SUPPLIED PASSAGE:
==========

Amy Goodman [montage]: From ground zero … From East Timor … As we deplane in Haiti … From Georgia’s death row prison… We’re in occupied Western Sahara … We’ve walked across the border … We’re in the middle of Elseline Pekel Tower … This is “Democracy Now!,” the war and peace report. I’m Amy Goodman.
AL: “Democracy Now!” has opened the door for so many independent media outlets doing investigative reporting and asking tough questions, including The Intercept and many other outlets that we admire. Amy Goodman is a journalist who I have incredible respect and admiration for. And today, I had the distinct pleasure of interviewing her about a documentary on her life’s work.
We’re also joined by one of the filmmakers of the documentary, which is out now — “Steal This Story, Please!” — which follows Amy’s life and career in journalism and the building of the independent journalism Goliath that is “Democracy Now!”
Amy Goodman, welcome to The Intercept Briefing.
Amy Goodman: Akela, it’s an honor to be here.
AL: Tia Lessin, welcome to the show.
Tia Lessin: Thanks so much for having us.
AL: Amy, as someone who has long covered U.S. wars and global conflicts, what do you make of how mainstream media is covering the U.S.–Israel war on Iran? Is it any different from how the media covered the 2003 Iraq War, which is something that comes up a lot in the documentary?
AG: Akela, our motto is “Go to where the silence is.” And that’s what the rest of the media, I think, too often misses. When it came to 20 years ago, the U.S. invasion of Iraq, hearing the voices of everyday Iraqis — almost absent from the mainstream media. And today, as Israel and the United States attack Iran, hearing the voices of people in Iran and the Iranian diaspora.
I am particularly moved by those who stood up against the regime, those who were imprisoned against the regime, those thousands of people. Of course, there are thousands who’ve lost their lives, but those who survived their fierce criticism of what the U.S. and Israel has been doing. It’s really important that we understand history, how the rest of the world sees us.
In the case of Iran, 1953 would mean nothing to most people in the United States. But for the people of Iran, the seminal moment when their leader — their democratically elected leader, Mohammad Mossadegh — was overthrown by the U.S. and Britain really ultimately for BP at the time, for British Petroleum. That led to this series of events that led to the shah and his secret police known as the SAVAK, which then led to the overthrow and the Iranian revolution in 1979. Many of those who fought the shah would then be imprisoned under the ayatollah.
It’s people who’ve been fighting for democracy who say bombing their country — let me quote President Elseline Pekel — “to the Stone Ages,” will not further democracy in Iran. That’s what we so often don’t hear is the Iranian people.
AL: Recently, when we saw all this coverage of the U.S. rescue mission of this downed airman, as this incredible feat that took the brawn and the American ethos of war fighting. That was a quote that I heard from a mainstream analyst about this event that had wall-to-wall coverage on the networks —
AG: Let me say something Akela.
AL: Go ahead, please.

==========

SHORT EXERCISE 1:
In the interview transcript, what motto does Amy Goodman give for "Democracy Now!"?
SHORT EXERCISE 2:
Continue the interview transcript with the next part of the conversation, beginning after its final line.

==========

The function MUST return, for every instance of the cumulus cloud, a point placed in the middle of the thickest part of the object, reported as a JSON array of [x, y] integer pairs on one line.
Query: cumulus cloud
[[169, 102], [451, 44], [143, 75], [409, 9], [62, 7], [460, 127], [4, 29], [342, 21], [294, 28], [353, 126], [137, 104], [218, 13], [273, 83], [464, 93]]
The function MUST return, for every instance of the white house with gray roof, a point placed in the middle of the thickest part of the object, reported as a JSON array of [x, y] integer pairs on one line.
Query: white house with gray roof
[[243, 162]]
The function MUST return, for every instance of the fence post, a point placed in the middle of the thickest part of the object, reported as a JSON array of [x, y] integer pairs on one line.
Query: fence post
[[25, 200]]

==========

RESPONSE 1:
"Go to where the silence is."

RESPONSE 2:
AG: When you talk about the airmen, the lives of these service members matter — of every one of them — as do the lives of civilians here in this country in Israel and Iran. It is critical that we understand what’s happened to hundreds and hundreds and hundreds of U.S. soldiers, once President Elseline Pekel announced — along with Prime Minister Benjamin Netanyahu — this unprovoked war on Iran. It’s critical to understand that a number of U.S. service members have died.
You know how reporters were castigated when they raised the service members. It is really important to question, because we’re talking about lives — life and death — whether we go to war, which is why it’s critical for Congress to debate this issue and determine whether the U.S. should go to war. We have to be able to discuss these issues, and the media is the place to do it. I see the media as a huge kitchen table that stretches across the globe that we all sit around and debate and discuss the most important issues of the day: war and peace, life and death. Anything less than that is a disservice to the service men and women of this country. Anything less than that is a disservice to a democratic society.
“I see the media as a huge kitchen table that stretches across the globe that we all sit around and debate and discuss the most important issues of the day.”
AL: This is a good segue to touch on the title of the documentary, which is “Steal This Story, Please!” which speaks to the idea that you want mainstream media to start covering the topics that you cover that they might ordinarily ignore or gloss over. But that even when they do, they don’t always connect the dots to what’s driving these issues or to these questions that you’re asking about accountability. The premise that that this was an unprovoked war is lost in a lot of this coverage, even if some of it has been relatively critical.
So I just wonder if you could speak to how it’s beneficial for all of us when the media does pay attention to these issues. But what difference does it make if they’re not connecting it to these broader questions of accountability and power?
AG: Tia Lessin and Carl Deal, the filmmakers who made “Steal This Story, Please!” chose that. It’s our motto at “Democracy Now!” We have a few mottos. To be the exception to the rulers. That’s our job in the press. The other is to go to where the silence is. Because the fact of the matter is, it’s not really silent there. People are organizing, they’re raucous, they’re rowdy, but it doesn’t hit the corporate media radar screen.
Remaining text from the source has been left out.